▸ **Instructions to follow**:
A single number is required: the count of lines in the following entries that include the word "exposed".

(Stored data entries)
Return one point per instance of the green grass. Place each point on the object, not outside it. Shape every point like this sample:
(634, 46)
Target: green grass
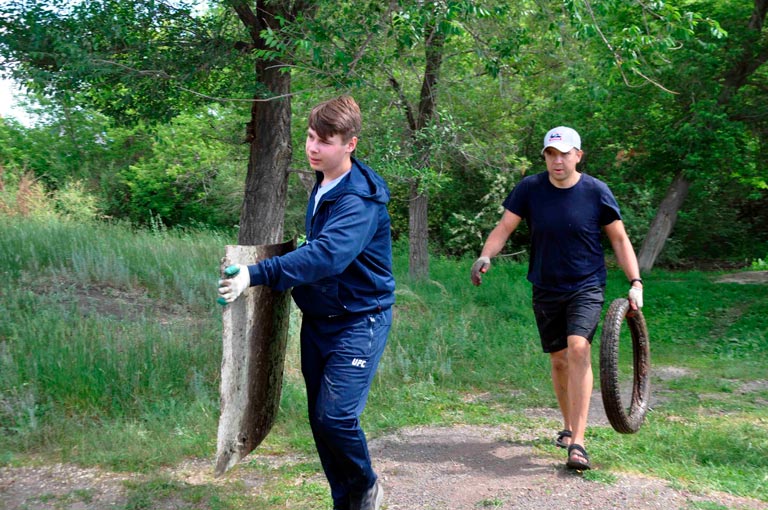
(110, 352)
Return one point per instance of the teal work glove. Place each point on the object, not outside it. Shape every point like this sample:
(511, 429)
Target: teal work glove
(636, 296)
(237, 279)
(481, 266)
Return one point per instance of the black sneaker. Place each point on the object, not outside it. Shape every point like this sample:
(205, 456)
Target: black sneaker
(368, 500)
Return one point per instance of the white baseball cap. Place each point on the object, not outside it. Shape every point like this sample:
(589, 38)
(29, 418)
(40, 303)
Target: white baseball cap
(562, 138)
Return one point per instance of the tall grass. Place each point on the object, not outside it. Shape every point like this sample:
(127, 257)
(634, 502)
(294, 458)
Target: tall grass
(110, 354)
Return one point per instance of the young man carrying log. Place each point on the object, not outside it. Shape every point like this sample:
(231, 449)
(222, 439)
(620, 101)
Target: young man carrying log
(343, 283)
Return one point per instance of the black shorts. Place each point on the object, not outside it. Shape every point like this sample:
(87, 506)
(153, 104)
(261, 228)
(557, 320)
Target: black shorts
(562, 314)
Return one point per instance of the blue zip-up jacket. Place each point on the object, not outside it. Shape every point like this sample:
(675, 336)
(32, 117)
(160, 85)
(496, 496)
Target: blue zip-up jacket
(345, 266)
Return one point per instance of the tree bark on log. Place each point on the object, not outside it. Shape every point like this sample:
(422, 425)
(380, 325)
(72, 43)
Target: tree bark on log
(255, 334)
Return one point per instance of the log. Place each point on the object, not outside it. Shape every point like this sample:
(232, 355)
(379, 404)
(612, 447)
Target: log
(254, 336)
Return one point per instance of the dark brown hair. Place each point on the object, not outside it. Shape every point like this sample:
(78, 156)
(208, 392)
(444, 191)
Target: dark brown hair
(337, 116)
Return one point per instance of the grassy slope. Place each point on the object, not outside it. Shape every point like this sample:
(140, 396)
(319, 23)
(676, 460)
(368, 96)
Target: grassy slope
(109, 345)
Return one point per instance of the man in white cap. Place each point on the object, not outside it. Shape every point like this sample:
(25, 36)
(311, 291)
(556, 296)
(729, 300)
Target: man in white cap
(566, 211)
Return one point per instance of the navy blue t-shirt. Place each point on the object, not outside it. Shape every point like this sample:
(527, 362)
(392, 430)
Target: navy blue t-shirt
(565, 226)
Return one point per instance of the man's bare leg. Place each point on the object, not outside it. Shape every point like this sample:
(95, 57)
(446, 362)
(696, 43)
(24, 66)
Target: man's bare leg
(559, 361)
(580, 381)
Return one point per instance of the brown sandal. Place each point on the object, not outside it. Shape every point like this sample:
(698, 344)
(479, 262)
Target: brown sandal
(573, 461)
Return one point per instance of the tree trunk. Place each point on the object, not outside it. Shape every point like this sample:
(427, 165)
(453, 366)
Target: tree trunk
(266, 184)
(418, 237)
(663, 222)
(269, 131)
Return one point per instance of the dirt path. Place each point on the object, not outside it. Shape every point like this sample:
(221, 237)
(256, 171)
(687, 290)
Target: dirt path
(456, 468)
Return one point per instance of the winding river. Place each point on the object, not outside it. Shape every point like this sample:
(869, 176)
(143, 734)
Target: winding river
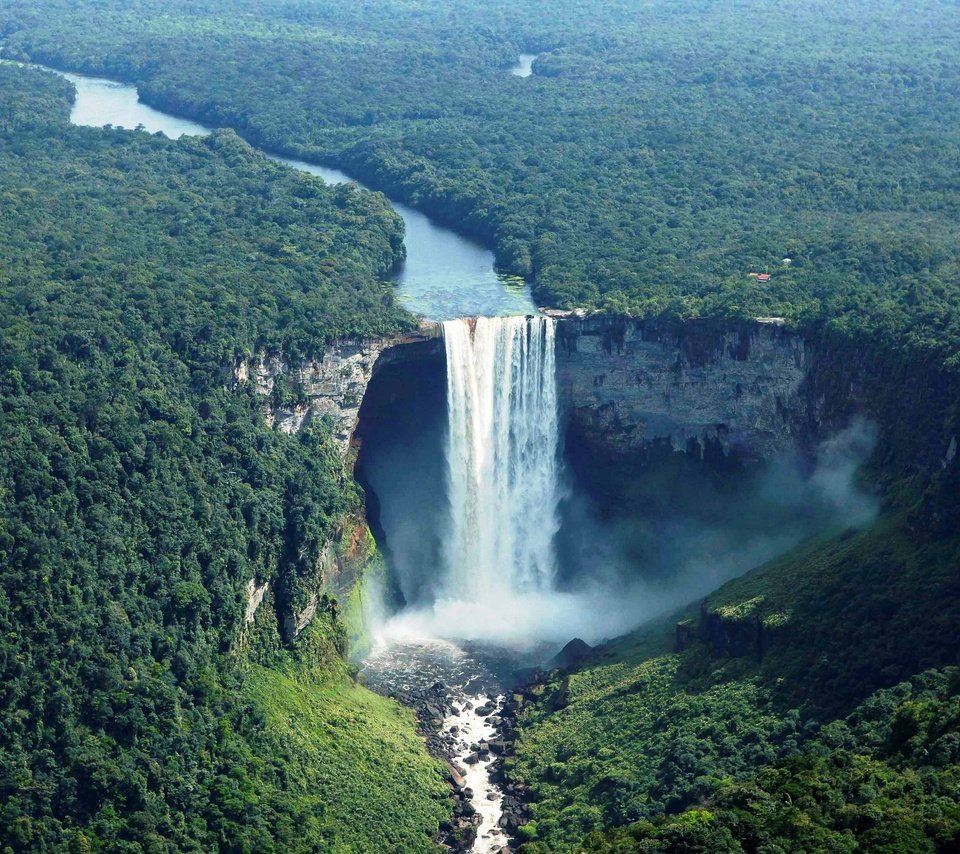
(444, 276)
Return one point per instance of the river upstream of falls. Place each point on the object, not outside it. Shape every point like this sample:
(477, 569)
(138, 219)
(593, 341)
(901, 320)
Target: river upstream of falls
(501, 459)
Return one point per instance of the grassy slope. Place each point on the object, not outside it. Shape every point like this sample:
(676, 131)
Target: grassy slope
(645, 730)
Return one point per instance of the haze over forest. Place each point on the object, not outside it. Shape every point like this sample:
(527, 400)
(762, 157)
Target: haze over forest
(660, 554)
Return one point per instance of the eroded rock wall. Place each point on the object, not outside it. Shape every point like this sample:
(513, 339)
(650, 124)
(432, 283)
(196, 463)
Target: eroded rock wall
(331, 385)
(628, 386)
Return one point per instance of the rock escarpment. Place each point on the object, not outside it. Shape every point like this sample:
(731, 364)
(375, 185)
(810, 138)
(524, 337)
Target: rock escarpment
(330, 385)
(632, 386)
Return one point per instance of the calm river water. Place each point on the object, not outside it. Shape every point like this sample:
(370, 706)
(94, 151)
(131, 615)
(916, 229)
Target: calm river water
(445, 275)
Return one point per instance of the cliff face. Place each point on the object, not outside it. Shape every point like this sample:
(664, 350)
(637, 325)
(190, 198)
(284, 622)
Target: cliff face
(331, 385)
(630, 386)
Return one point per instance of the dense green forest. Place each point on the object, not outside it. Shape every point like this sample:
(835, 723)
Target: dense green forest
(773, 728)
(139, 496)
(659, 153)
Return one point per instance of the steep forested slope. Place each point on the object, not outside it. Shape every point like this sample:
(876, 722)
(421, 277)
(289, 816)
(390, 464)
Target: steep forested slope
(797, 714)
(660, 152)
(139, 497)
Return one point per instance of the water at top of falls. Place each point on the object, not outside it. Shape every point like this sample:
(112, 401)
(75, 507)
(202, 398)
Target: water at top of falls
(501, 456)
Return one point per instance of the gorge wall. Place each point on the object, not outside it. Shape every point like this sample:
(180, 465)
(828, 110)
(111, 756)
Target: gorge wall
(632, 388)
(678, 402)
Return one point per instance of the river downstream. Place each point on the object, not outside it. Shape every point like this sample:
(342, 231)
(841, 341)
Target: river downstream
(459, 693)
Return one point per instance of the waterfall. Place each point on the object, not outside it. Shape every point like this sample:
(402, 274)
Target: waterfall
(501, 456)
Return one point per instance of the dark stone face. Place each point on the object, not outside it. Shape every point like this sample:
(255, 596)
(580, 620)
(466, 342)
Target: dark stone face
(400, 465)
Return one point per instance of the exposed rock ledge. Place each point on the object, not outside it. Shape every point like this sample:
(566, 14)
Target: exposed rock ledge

▸ **Written solution**:
2